PASSAGE PROVIDED –
╭──

And, of course, if we’re going to be making any changes to our production environment, we need to be prepared for anything. So we want to have a plan that we’re going to use to put this change into effect. And if we run into problems, we’ll need a plan B. And if that runs into problems, we might even need a plan C. And, of course, if you’re following the normal change control process, there’s probably also a rollback process just in case you need to go back to the way things were before you even started.
So now we’ve identified what we believe will fix the issue, we’ve gone through the change control process, and we’ve gotten some time during the day that we can make this particular change. Now it’s time to implement the fix into our production environment, usually during the change control window that was assigned to us. And in some companies, the folks that implement the change are different than the folks that determine what change needs to be made.
So you might have a troubleshooting team that determines what needs to be changed, and that change is then handed off to the operations team to make the actual change. Although we’ve had this in our lab and we made the appropriate changes, and we believe those changes will resolve this problem, it’s never confirmed until we can get users to make sure that the problem they saw before is really now resolved.

╰──

(Collected data)
╭──

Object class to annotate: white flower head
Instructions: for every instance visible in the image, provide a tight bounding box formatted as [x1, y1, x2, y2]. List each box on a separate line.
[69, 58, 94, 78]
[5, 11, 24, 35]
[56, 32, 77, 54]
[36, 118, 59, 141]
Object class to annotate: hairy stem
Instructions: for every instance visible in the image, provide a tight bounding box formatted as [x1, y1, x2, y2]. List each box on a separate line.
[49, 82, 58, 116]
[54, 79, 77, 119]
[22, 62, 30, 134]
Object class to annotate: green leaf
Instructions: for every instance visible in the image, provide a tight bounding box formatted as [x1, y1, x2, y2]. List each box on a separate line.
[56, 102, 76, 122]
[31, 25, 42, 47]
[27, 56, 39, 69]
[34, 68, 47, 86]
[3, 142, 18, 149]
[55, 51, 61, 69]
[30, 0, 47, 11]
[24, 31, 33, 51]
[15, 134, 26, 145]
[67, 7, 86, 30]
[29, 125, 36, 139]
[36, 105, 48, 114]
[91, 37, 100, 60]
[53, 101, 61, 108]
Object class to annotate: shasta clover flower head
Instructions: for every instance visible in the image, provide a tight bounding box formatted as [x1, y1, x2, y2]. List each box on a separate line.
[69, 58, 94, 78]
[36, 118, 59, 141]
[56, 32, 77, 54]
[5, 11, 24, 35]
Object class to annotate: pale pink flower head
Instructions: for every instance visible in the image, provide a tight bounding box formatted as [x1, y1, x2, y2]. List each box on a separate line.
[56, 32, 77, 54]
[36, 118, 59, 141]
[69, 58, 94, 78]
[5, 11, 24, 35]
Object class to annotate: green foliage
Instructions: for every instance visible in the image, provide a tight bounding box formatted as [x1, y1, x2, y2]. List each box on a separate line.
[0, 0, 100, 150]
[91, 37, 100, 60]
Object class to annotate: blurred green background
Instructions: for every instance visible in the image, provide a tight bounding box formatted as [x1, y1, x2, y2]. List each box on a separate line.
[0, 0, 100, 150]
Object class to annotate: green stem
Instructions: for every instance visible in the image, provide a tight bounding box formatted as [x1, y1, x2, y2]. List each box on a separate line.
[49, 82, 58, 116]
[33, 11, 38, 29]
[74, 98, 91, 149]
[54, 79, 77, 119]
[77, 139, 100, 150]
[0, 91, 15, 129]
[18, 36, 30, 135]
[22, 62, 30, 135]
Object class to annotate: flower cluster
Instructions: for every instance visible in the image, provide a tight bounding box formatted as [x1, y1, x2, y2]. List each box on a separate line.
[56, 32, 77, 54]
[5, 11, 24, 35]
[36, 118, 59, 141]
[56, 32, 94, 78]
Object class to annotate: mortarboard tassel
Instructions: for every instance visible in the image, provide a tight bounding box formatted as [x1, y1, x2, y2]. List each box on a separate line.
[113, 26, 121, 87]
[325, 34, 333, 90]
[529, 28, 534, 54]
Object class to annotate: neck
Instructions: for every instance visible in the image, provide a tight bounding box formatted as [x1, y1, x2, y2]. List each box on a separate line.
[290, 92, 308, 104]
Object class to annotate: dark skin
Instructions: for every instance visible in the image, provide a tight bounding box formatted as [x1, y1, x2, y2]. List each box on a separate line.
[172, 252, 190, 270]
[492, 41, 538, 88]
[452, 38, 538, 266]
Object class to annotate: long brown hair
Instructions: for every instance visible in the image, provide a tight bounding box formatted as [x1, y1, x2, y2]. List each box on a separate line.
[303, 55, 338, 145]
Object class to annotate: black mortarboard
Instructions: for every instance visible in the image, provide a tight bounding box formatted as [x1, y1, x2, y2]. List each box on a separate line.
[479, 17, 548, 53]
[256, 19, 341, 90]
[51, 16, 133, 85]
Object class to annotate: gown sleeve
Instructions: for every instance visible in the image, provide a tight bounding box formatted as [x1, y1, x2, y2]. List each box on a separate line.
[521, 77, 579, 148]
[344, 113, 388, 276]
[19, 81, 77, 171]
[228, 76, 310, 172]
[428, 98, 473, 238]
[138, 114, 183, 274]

╰──

ACTIONS TO TAKE –
• a. In the change-control passage, take the part starting at "So now we’ve" and ending at "to be made.", and swap "production environment" for "live environment".
• b. In the change-control passage, which team may the troubleshooting team hand the change off to?

ANSWERS FOR EACH ITEM –
• a.
So now we’ve identified what we believe will fix the issue, we’ve gone through the change control process, and we’ve gotten some time during the day that we can make this particular change. Now it’s time to implement the fix into our live environment, usually during the change control window that was assigned to us. And in some companies, the folks that implement the change are different than the folks that determine what change needs to be made.

• b. The operations team.